▶ EXTRACTED TEXT:
Global Asset Prices and the Taper Tantrum Revisited   Liberty Street Economics
Liberty Street Economics

« Survey Measures of Expectations for the Policy Rate | Main | Historical Echoes: Santa Claus as Legal Tender »

December 08, 2014

Global Asset Prices and the Taper Tantrum Revisited



Global asset market developments during the summer of 2013 have been attributed to changes in the outlook for U.S. monetary policy, starting with former Chairman Bernanke’s May 22 comments concerning future curtailing of the Federal Reserve’s asset purchase programs. A previous post found that the signal of a possible change in U.S. monetary policy coincided with an increase in global risk aversion which put downward pressure on global asset prices. This post revisits this episode by measuring the impact of changes in Fed’s expected policy rate path and in the economic outlook on the U.S. dollar and emerging market equity prices. The analysis suggests that changes in the U.S. and foreign outlooks had a meaningful role in explaining global asset price movements during the so-called taper tantrum.

▶ PROVIDED MATERIAL:
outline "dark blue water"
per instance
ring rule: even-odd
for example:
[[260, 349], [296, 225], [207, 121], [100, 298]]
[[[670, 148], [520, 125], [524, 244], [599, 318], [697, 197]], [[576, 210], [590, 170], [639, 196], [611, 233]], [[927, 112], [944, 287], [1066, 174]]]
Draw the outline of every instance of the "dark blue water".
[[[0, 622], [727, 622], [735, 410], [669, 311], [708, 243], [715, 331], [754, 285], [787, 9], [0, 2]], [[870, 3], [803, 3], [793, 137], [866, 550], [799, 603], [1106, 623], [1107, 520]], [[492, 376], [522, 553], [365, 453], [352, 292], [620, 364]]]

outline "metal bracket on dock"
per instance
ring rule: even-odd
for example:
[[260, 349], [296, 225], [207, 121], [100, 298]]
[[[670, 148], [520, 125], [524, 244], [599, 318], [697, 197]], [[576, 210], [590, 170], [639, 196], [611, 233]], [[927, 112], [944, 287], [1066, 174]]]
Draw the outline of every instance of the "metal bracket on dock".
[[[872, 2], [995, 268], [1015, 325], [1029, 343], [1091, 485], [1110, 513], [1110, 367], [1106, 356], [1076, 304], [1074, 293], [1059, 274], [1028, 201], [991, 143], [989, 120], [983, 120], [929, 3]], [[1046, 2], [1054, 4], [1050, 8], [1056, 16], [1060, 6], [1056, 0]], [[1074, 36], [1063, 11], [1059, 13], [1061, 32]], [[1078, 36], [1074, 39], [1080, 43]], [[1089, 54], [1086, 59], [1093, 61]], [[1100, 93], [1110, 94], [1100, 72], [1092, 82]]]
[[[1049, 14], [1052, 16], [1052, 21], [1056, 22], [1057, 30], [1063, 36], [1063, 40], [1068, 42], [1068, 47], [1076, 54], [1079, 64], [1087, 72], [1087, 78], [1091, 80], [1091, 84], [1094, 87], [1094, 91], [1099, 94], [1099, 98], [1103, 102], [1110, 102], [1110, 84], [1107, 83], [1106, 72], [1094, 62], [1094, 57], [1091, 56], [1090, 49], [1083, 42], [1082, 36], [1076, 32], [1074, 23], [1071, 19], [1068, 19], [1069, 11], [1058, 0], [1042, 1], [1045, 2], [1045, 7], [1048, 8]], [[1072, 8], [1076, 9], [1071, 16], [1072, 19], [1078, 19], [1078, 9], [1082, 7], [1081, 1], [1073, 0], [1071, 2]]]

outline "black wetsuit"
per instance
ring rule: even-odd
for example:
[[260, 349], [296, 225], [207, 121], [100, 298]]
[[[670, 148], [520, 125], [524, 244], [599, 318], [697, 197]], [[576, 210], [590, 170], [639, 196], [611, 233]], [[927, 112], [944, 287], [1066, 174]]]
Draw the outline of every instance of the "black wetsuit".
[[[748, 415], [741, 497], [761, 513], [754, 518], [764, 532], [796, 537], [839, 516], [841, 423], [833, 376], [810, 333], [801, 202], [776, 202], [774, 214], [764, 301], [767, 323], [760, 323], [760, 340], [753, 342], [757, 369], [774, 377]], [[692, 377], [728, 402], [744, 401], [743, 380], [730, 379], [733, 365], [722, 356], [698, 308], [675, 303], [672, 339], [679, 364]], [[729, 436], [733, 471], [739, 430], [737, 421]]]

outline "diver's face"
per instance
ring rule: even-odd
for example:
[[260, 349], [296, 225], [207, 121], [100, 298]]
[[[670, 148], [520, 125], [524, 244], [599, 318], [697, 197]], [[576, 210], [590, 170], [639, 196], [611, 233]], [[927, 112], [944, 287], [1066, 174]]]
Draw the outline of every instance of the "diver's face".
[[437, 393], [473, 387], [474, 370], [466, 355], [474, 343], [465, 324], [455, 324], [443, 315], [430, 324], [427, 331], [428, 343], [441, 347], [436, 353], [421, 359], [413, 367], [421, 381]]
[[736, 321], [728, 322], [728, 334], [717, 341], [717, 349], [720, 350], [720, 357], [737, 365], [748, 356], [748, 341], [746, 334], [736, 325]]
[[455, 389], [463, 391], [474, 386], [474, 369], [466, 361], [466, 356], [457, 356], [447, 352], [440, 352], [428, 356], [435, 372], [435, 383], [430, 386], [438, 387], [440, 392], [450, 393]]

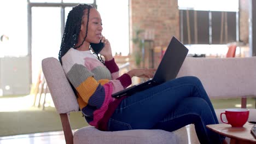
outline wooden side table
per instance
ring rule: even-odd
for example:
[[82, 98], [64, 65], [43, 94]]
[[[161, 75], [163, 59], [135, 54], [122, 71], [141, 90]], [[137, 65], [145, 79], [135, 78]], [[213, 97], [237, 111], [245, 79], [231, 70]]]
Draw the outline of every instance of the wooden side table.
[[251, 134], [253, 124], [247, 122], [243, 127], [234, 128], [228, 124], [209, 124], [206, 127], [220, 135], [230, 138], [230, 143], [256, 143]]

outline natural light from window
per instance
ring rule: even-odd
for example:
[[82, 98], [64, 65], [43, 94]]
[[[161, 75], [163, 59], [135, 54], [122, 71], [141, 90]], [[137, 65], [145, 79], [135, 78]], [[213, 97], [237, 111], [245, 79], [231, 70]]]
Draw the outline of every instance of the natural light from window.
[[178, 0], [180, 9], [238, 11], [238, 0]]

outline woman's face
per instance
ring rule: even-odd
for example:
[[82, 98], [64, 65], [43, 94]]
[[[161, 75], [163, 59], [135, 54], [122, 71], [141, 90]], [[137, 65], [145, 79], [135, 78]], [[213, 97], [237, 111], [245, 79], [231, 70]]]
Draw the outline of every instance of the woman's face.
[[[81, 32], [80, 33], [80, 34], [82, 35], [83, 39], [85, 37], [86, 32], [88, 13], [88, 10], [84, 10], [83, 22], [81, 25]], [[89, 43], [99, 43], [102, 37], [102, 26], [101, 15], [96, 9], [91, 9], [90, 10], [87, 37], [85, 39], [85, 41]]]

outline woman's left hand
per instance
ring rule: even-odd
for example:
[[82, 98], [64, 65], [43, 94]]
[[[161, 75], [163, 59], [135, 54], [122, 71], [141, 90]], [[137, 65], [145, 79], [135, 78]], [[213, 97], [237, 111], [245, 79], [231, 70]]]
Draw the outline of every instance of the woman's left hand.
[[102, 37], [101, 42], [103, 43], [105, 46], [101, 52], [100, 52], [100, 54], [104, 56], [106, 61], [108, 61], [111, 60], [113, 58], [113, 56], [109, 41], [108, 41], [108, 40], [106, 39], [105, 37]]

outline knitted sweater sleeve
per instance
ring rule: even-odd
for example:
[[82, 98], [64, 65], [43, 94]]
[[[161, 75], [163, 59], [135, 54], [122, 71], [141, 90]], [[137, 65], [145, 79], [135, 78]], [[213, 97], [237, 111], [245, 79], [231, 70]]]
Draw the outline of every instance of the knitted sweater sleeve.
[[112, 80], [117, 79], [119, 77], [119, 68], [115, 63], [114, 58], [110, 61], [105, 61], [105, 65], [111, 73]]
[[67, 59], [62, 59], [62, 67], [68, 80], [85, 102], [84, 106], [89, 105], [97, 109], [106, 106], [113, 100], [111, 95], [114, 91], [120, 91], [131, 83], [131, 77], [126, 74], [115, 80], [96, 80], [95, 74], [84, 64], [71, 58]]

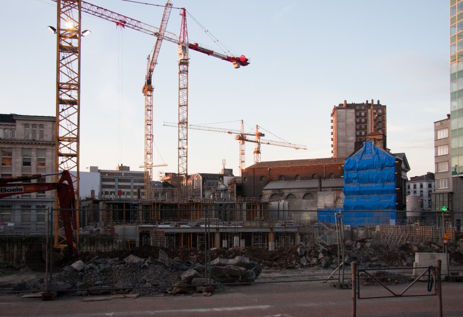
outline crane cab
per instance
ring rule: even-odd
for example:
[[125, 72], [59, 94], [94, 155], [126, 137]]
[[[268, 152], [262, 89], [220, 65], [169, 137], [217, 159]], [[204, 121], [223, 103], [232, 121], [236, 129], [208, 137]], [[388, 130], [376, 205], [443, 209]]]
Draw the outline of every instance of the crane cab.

▶ THE REQUEST:
Condense the paragraph of the taper tantrum post that begins "Global asset market developments during the summer of 2013" into a short bulleted list that keeps its main facts.

▶ FINAL RESULT:
- Global asset market moves in summer 2013 have been attributed to a shift in the outlook for U.S. monetary policy, beginning with former Chairman Bernanke's May 22 comments on future curtailing of the Fed's asset purchases.
- A previous post found that this signal coincided with higher global risk aversion, which pushed global asset prices down.
- This post measures how changes in the Fed's expected policy rate path and in the economic outlook affected the U.S. dollar and emerging market equity prices.
- It finds that changes in U.S. and foreign outlooks played a meaningful role in global asset price movements during the taper tantrum.